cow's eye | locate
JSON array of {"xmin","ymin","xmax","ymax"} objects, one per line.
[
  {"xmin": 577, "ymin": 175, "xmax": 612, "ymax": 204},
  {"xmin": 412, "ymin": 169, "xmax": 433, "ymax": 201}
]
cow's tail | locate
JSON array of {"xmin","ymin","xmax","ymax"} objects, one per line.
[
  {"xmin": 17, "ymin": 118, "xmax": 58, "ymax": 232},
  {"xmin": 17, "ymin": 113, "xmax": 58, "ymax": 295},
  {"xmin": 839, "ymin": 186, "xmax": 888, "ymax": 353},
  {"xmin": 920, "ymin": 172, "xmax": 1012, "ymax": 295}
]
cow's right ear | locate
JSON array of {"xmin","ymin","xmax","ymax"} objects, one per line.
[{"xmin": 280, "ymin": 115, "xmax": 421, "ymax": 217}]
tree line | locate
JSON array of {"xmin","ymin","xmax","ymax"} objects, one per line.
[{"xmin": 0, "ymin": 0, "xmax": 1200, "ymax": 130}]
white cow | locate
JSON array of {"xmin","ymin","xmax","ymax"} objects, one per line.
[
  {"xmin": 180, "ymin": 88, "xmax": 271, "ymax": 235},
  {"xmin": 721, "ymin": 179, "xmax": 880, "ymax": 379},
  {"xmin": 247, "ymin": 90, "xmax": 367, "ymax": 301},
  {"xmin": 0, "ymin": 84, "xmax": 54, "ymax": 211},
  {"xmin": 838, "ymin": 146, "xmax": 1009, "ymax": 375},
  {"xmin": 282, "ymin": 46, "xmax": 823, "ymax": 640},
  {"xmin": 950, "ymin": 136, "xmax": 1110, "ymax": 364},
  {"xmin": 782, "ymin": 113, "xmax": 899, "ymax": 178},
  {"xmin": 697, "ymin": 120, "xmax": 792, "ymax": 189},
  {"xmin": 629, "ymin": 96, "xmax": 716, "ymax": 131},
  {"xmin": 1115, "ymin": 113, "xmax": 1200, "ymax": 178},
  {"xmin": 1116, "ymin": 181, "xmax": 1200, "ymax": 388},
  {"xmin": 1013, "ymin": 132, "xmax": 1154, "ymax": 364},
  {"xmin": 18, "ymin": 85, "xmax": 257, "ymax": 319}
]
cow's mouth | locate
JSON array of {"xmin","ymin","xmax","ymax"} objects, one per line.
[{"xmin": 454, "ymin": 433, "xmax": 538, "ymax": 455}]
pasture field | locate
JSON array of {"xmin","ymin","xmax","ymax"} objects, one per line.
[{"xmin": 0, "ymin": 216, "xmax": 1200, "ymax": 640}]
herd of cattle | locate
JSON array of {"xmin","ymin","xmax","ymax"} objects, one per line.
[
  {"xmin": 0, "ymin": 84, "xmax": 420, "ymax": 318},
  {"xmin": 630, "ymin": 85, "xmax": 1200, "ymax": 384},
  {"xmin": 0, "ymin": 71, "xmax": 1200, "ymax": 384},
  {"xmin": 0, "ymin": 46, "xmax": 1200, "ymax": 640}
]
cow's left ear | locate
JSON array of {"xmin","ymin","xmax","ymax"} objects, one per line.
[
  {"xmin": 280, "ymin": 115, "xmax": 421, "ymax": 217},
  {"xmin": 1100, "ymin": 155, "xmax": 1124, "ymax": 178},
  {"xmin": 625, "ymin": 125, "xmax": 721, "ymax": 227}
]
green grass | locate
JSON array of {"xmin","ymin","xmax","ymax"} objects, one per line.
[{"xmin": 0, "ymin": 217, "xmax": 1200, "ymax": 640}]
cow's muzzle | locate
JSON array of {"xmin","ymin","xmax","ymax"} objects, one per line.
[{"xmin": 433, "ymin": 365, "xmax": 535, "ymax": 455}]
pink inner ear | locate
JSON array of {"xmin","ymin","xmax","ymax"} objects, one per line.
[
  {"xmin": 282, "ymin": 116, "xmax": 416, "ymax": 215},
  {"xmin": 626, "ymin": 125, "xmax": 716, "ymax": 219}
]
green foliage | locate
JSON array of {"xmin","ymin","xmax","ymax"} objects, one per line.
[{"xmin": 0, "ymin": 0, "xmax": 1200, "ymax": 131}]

● Task goal: Return every line of the items above that contains the string "green". Case counts.

● Finished answer:
green grass | locate
green foliage | locate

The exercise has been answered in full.